## BEGIN

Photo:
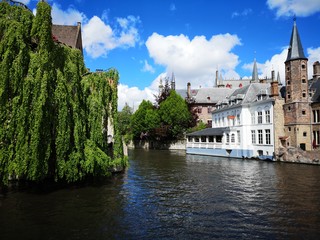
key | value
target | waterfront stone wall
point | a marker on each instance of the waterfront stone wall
(297, 155)
(162, 145)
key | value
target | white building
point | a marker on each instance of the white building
(242, 125)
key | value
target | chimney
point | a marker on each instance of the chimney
(274, 89)
(217, 77)
(272, 76)
(316, 70)
(189, 90)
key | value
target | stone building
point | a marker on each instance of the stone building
(68, 35)
(315, 105)
(297, 106)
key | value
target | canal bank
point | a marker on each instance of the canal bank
(289, 154)
(171, 195)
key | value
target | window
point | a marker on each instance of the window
(253, 136)
(233, 137)
(260, 117)
(268, 136)
(253, 118)
(267, 116)
(316, 116)
(260, 139)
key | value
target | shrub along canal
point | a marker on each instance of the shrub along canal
(171, 195)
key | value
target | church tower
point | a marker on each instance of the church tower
(297, 106)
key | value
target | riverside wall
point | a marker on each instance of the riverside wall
(161, 145)
(297, 155)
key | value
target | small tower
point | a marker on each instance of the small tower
(297, 111)
(160, 86)
(255, 77)
(173, 82)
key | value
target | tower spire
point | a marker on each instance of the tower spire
(295, 50)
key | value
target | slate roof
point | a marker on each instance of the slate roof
(208, 132)
(247, 94)
(69, 35)
(295, 50)
(206, 95)
(316, 87)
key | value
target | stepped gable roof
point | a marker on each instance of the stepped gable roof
(295, 50)
(69, 35)
(208, 132)
(247, 94)
(212, 95)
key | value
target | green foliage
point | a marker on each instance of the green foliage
(124, 119)
(139, 122)
(174, 112)
(54, 123)
(170, 120)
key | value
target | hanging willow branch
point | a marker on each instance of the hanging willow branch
(55, 121)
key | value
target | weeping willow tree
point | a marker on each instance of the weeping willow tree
(54, 123)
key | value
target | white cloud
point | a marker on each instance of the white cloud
(98, 37)
(69, 17)
(133, 96)
(276, 63)
(244, 13)
(313, 56)
(294, 7)
(147, 67)
(26, 2)
(194, 60)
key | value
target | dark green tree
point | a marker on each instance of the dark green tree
(164, 94)
(124, 119)
(174, 113)
(139, 123)
(54, 123)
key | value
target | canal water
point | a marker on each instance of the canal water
(171, 195)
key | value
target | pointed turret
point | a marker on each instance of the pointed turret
(295, 50)
(278, 79)
(173, 82)
(255, 77)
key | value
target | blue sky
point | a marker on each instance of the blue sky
(146, 40)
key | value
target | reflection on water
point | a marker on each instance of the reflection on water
(168, 195)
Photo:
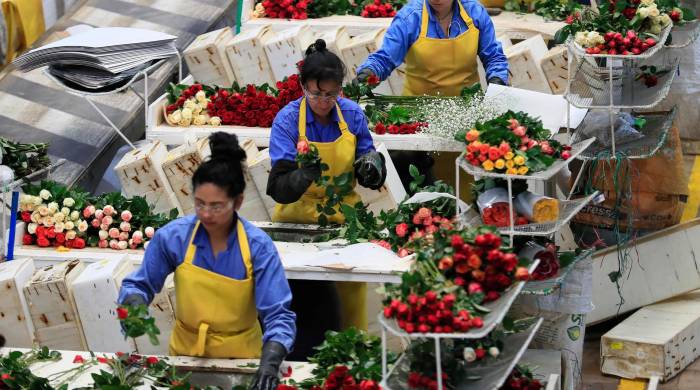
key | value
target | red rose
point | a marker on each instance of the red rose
(302, 147)
(122, 313)
(43, 241)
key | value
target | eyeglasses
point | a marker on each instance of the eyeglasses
(213, 209)
(318, 96)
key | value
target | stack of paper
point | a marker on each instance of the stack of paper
(100, 57)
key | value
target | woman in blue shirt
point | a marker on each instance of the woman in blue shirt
(227, 273)
(337, 127)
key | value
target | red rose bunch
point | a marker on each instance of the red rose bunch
(286, 9)
(403, 128)
(377, 9)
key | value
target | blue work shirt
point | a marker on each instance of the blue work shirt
(405, 29)
(285, 129)
(272, 294)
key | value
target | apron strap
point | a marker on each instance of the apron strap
(245, 249)
(191, 248)
(302, 120)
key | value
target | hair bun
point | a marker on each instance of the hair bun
(225, 146)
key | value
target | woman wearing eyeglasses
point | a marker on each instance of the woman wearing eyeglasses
(337, 127)
(227, 273)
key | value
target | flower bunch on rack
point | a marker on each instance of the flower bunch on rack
(455, 272)
(512, 143)
(71, 218)
(491, 198)
(22, 158)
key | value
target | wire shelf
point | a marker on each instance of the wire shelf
(576, 149)
(684, 35)
(567, 210)
(551, 285)
(654, 135)
(579, 51)
(486, 375)
(590, 86)
(497, 310)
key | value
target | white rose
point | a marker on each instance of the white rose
(186, 113)
(190, 104)
(200, 120)
(469, 354)
(82, 226)
(175, 116)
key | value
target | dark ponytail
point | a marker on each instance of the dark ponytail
(224, 167)
(321, 64)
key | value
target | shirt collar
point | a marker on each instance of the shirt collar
(201, 239)
(310, 115)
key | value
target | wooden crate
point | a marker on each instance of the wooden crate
(555, 66)
(524, 61)
(179, 167)
(392, 192)
(247, 58)
(260, 171)
(206, 58)
(141, 173)
(287, 48)
(356, 52)
(253, 207)
(95, 293)
(52, 308)
(658, 340)
(15, 320)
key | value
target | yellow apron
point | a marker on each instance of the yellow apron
(25, 23)
(442, 66)
(339, 155)
(215, 315)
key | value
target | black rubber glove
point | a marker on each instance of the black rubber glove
(287, 182)
(362, 76)
(134, 300)
(370, 170)
(267, 377)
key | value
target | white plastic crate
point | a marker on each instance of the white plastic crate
(206, 58)
(287, 48)
(524, 61)
(141, 173)
(247, 57)
(51, 306)
(95, 292)
(15, 321)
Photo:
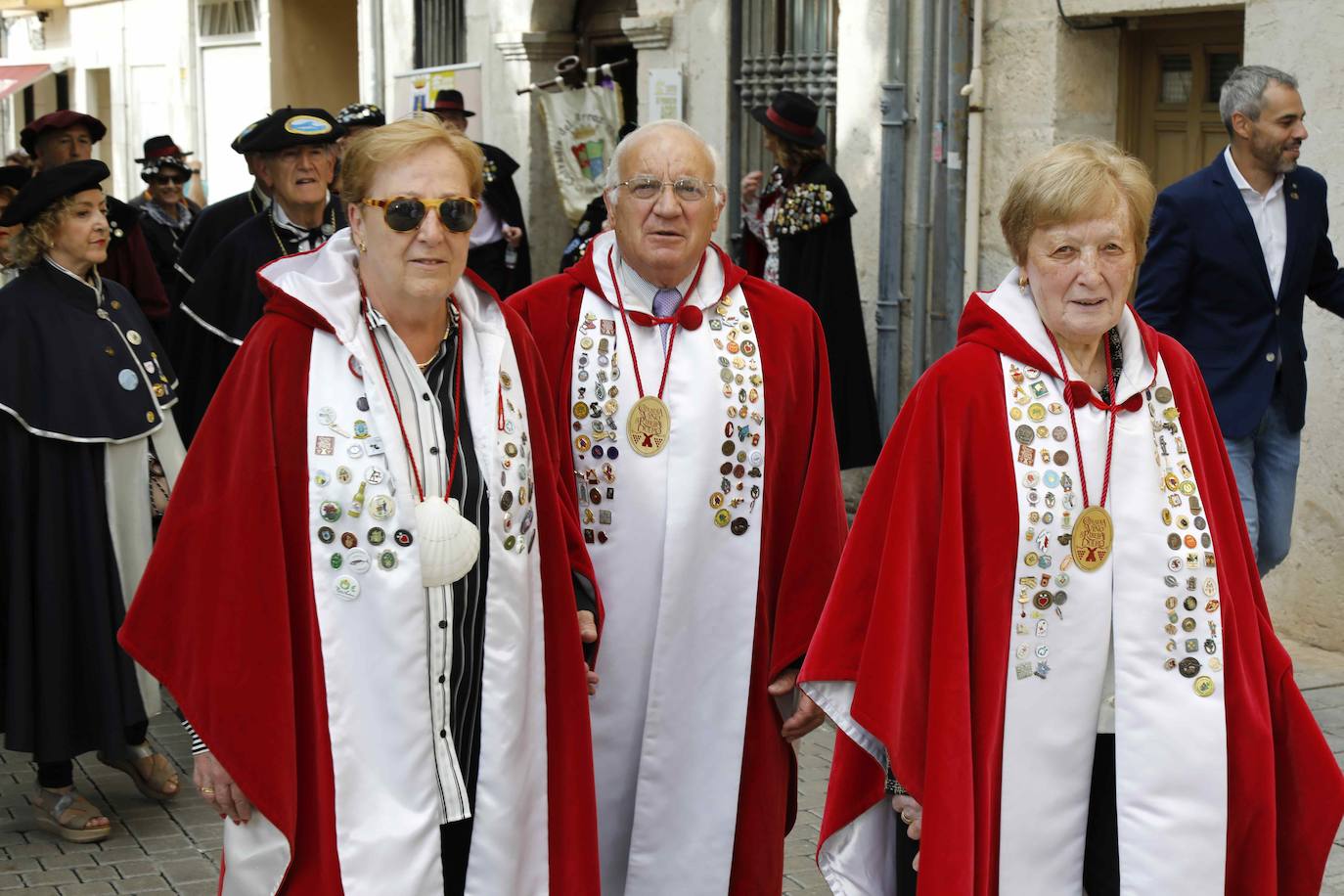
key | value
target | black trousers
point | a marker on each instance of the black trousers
(1100, 855)
(61, 773)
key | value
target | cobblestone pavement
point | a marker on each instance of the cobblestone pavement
(175, 846)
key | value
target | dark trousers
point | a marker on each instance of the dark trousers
(61, 773)
(1100, 853)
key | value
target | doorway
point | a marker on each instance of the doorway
(597, 24)
(1172, 68)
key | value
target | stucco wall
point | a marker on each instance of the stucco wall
(1303, 38)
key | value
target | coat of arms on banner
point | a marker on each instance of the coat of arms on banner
(589, 151)
(581, 128)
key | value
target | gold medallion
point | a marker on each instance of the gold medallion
(1092, 539)
(648, 426)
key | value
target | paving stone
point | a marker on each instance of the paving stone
(148, 884)
(190, 871)
(101, 872)
(51, 877)
(96, 888)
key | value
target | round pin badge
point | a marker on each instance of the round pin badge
(381, 507)
(359, 561)
(347, 587)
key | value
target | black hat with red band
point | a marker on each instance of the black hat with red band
(793, 117)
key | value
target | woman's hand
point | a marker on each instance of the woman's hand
(219, 790)
(751, 186)
(912, 813)
(588, 634)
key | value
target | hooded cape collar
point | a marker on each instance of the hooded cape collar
(1007, 321)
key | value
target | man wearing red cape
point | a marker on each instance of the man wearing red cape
(912, 651)
(711, 506)
(236, 611)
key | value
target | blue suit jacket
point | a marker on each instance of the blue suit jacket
(1206, 284)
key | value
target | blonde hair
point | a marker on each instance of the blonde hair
(369, 152)
(1074, 182)
(35, 240)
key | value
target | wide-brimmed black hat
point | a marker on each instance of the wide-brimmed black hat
(793, 117)
(60, 121)
(162, 152)
(15, 176)
(362, 114)
(49, 186)
(291, 126)
(450, 101)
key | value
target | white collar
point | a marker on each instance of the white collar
(1019, 310)
(707, 291)
(287, 222)
(1242, 184)
(93, 281)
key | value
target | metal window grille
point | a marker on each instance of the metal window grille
(227, 18)
(780, 45)
(439, 32)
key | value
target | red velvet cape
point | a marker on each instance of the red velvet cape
(802, 528)
(919, 618)
(225, 614)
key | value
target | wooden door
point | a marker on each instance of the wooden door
(1172, 71)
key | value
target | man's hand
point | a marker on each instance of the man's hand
(912, 813)
(750, 187)
(807, 718)
(588, 634)
(219, 790)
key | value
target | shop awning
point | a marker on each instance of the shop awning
(15, 78)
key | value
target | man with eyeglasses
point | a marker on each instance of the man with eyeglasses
(168, 214)
(696, 405)
(297, 158)
(499, 252)
(67, 136)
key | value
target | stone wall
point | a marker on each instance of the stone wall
(1046, 83)
(1301, 36)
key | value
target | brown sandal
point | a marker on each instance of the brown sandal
(154, 784)
(67, 816)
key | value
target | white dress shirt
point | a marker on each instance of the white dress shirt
(1269, 214)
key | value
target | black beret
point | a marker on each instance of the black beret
(15, 176)
(288, 126)
(39, 194)
(60, 121)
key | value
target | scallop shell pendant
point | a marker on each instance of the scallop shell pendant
(449, 544)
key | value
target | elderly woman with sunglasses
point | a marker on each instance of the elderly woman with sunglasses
(374, 575)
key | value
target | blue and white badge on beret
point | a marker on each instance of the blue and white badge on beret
(306, 126)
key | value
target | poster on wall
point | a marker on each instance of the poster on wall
(416, 90)
(581, 128)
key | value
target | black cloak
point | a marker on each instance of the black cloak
(223, 304)
(502, 197)
(816, 262)
(65, 368)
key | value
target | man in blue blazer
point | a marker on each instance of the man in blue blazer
(1232, 252)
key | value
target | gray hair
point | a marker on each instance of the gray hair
(1245, 89)
(614, 168)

## END

**INSTRUCTION**
Which lines in the records contain the word "plastic"? Return each of them in full.

**TASK RESULT**
target | white plastic crate
point | a marker on each instance of the white plastic crate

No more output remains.